**RECORDS FOR THIS EXERCISE**
#####
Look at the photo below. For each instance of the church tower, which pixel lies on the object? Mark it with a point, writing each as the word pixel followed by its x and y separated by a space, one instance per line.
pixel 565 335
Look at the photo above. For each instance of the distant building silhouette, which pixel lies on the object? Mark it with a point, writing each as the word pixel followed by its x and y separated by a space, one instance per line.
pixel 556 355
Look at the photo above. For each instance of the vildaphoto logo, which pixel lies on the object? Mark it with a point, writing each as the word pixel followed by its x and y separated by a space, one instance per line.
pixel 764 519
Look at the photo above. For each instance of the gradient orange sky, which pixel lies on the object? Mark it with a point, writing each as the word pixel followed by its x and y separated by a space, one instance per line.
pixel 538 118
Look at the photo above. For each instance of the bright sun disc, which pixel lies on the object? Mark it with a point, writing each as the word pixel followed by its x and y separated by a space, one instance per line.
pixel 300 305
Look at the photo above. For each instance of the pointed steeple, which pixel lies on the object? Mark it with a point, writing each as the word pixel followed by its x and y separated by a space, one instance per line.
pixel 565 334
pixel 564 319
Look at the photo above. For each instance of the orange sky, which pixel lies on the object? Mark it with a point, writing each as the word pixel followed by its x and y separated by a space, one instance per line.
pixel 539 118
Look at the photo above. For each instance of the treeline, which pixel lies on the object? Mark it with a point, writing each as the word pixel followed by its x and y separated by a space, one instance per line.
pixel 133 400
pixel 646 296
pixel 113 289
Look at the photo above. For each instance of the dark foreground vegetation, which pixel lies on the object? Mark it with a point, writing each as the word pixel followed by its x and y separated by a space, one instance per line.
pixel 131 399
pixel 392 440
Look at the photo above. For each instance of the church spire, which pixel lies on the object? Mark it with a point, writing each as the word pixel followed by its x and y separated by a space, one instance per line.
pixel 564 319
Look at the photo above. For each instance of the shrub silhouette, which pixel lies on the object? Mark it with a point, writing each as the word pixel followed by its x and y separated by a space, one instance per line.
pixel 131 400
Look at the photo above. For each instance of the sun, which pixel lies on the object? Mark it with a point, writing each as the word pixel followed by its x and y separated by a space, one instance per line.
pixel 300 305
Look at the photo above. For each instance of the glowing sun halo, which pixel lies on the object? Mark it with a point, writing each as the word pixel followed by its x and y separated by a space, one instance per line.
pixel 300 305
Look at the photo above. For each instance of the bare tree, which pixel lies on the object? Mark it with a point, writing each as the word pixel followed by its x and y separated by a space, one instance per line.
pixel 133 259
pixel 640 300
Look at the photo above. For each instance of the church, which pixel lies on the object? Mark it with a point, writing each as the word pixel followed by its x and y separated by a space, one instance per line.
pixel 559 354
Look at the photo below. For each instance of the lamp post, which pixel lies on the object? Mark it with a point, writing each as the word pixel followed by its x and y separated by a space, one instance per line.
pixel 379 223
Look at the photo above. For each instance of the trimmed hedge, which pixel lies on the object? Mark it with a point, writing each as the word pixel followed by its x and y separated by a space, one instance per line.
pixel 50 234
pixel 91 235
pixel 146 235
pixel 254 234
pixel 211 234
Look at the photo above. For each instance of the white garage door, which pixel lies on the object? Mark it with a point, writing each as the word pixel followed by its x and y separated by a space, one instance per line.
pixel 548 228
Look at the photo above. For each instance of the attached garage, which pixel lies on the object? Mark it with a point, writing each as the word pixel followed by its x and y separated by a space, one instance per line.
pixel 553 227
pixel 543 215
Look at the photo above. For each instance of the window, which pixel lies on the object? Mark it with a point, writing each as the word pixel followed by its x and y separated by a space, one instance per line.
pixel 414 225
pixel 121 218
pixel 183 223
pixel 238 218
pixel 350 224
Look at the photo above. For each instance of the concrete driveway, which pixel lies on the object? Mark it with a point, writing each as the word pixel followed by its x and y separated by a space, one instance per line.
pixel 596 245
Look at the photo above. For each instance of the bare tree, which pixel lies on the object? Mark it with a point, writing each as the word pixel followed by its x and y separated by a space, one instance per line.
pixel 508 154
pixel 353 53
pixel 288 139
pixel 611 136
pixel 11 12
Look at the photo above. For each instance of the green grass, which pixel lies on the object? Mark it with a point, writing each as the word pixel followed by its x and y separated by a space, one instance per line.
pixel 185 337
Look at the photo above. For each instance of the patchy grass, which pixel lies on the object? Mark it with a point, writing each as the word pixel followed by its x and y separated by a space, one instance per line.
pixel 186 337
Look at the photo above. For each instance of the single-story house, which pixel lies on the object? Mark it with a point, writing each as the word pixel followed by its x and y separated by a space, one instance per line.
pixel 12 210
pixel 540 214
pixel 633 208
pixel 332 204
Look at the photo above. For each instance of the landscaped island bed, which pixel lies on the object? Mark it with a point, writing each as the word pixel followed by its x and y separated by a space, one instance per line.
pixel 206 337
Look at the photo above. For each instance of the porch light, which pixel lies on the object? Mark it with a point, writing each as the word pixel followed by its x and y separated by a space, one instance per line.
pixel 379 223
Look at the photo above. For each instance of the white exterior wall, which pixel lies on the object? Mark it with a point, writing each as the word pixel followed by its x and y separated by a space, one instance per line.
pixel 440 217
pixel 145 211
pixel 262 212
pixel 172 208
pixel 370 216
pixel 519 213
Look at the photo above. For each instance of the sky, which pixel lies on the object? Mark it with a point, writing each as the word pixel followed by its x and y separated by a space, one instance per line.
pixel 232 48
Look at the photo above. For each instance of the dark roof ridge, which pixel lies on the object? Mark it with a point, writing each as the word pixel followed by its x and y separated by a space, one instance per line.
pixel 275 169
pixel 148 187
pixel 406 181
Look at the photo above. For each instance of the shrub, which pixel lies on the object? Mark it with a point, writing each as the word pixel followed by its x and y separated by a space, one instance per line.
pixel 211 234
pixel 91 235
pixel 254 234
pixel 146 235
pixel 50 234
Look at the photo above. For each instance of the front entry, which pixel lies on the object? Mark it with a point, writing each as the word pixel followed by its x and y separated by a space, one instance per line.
#####
**GIVEN TASK**
Repeat all of the rows above, switching every "lies on" to "falls on" and leaving everything else as it is.

**SOLUTION**
Look at the photo below. For each instance of the church tower, which pixel falls on the object? Mark it with a point, writing each as the word pixel followed by its x and y separated by a space, one instance per line.
pixel 565 335
Look at the photo above. For each instance of the distant building silhouette, which pixel falls on the object? Mark it with a point, writing each as the word pixel followed by its x and y separated by a space, one instance per line.
pixel 556 355
Look at the photo above. For each instance of the vildaphoto logo, which pixel falls on the object? Mark it with a point, writing each as the word pixel followed by its x and y separated by a space, one instance per line.
pixel 764 519
Look at the photo above. For each instance of the gradient orange sky, which pixel falls on the object? Mark it with a point, writing each as the word pixel followed by its x and y separated by a space, one instance per line.
pixel 538 118
Look at the photo above. For each instance of the bright sun disc, which pixel falls on the object? Mark it with a point, writing each as the word pixel followed by its x and y separated by a space, one instance per line.
pixel 300 305
Look at the photo above. For each instance of the pointed steeple, which pixel falls on the object? Mark it with a point, writing each as the word pixel followed by its x and y separated by a space, one instance per line.
pixel 565 334
pixel 564 319
Look at the photo above. For each instance of the orange sky, which pixel falls on the object? Mark it with a point, writing each as the word pixel followed by its x and y separated by a space, one instance per line.
pixel 539 118
Look at the photo above. For each instance of the treeline, which pixel falls on the object? Mark it with a point, writing each as the word pixel followed by its x and y separated by a space, one instance per line.
pixel 133 400
pixel 646 296
pixel 113 289
Look at the photo above. For each instance of the dark foreground vegetation, which pixel falls on the object? Mark it with a point, writing each as the word pixel followed by its x and y separated by a space, one instance per line.
pixel 131 399
pixel 392 440
Look at the photo above. For each instance of the church spire, which pixel falls on the object? Mark it with a point, writing each as the word pixel followed by its x and y separated by a space, one instance per line.
pixel 564 319
Look at the photo above. For each instance of the shrub silhouette, which pixel falls on the object? Mark it with a point, writing each as the word pixel followed by its x and y separated by a space, one instance per line.
pixel 131 400
Look at the photo above. For each instance of the sun, which pixel falls on the object? Mark it with a point, writing each as the word pixel followed by its x and y separated by a space, one instance per line.
pixel 300 305
Look at the photo above. For each instance of the glowing sun halo, which pixel falls on the object? Mark it with a point, writing each as the word pixel followed by its x and y separated by a space, one instance per line.
pixel 300 305
Look at the photo above. For each instance of the bare tree, which pixel falls on the object? Mark it with a point, writing each as the word pixel followed by its x and y separated by a space, one instance per line.
pixel 133 259
pixel 640 300
Look at the photo above. For each instance of the church, which pixel falls on the object? Mark it with a point, writing each as the word pixel followed by its x and y separated by a space, one instance per line.
pixel 559 354
Look at the photo below. For each instance of the lamp post, which pixel falls on the object? Mark it with a point, writing each as the word pixel followed by its x and y separated by a space, one instance per line.
pixel 379 223
Look at the photo above. For each instance of the trimmed hedge, which pixel falls on the object? Mark it with a point, writing each as the word pixel followed by its x and y separated by a space, one instance per line.
pixel 50 234
pixel 91 235
pixel 146 235
pixel 254 234
pixel 211 234
Look at the photo above. For each instance of the white garage door, which pixel falls on the object? Mark it with a point, writing each as the word pixel followed by its x and y separated by a space, one instance per line.
pixel 548 228
Look at the photo above. For each instance of the attached garage, which pixel falls on the object? Mark it with a point, writing each as the word pixel followed by its x and y separated by a space, one instance per line.
pixel 553 227
pixel 543 215
Look at the photo above. For each instance of the window, which pixel falls on the object? Mark it with a point, writing each as the word pixel followed by its x and y separated by a space, one instance per line.
pixel 414 225
pixel 121 218
pixel 183 223
pixel 238 218
pixel 350 224
Look at the photo above. For each instance of the concrete driveway, which pixel falls on the object? Mark it with a point, writing each as the word pixel followed by its x and y separated by a space, one instance per line.
pixel 596 245
Look at the photo above. For each instance of the bare tree, which pixel falls on the object? Mark it with a point, writing each as the word pixel followed by its x and y separated by a space, one instance per line.
pixel 508 154
pixel 353 53
pixel 288 139
pixel 611 136
pixel 11 12
Look at the photo above. For each instance of the green grass, which pixel falls on the object? Mark it with a point, writing each as the word pixel followed by its x and y separated by a space, one instance per line.
pixel 185 337
Look at the photo above. For each instance of the patchy grass, which pixel falls on the object? Mark it with a point, writing each as the word pixel followed by its x and y separated by a space, one instance per line.
pixel 186 337
Look at the photo above. For each instance of the single-story house, which pixel falls on the object? Mark it with a point, writing each as the word pixel followed by its x and y separated by a space, one instance per line.
pixel 12 210
pixel 540 214
pixel 633 208
pixel 332 204
Look at the photo above. For each instance of the landscaped island bed, which pixel falls on the object? Mark it with a point, writing each as the word pixel followed by its x and y separated by a space, one instance per line.
pixel 206 337
Look at the photo above. For each instance of the porch light, which pixel falls on the object? Mark it with a point, writing each as the word pixel followed by its x and y separated by a space, one instance per line.
pixel 379 223
Look at the photo above. For each instance of the white exterior wall, which pixel falls on the object? Mark it with a point, writing each as the word pixel followed by its x and y separated by a space, one instance per line.
pixel 440 217
pixel 145 211
pixel 262 212
pixel 172 208
pixel 370 216
pixel 519 213
Look at the photo above. For each instance of the sky, which pixel falls on the object? Mark it with a point, writing each as the word pixel followed by its x and y separated by a space, one instance per line.
pixel 232 48
Look at the photo above. For each instance of the dark roof ridge, which pixel falls on the object? Mark it with a point, writing each as the word pixel followed by its x and y separated by a space, one instance per line.
pixel 275 169
pixel 148 187
pixel 406 181
Look at the photo above. For each instance of the shrub, which pixel falls on the object? Mark it with a point, writing each as the word pixel followed by its x and y separated by a space, one instance per line.
pixel 211 234
pixel 91 235
pixel 254 234
pixel 146 235
pixel 50 234
Look at the photo above. For each instance of the front entry, which pixel falls on the object? Mark it with a point, writing each as the word pixel followed by its x and y separated by a space, one instance per line.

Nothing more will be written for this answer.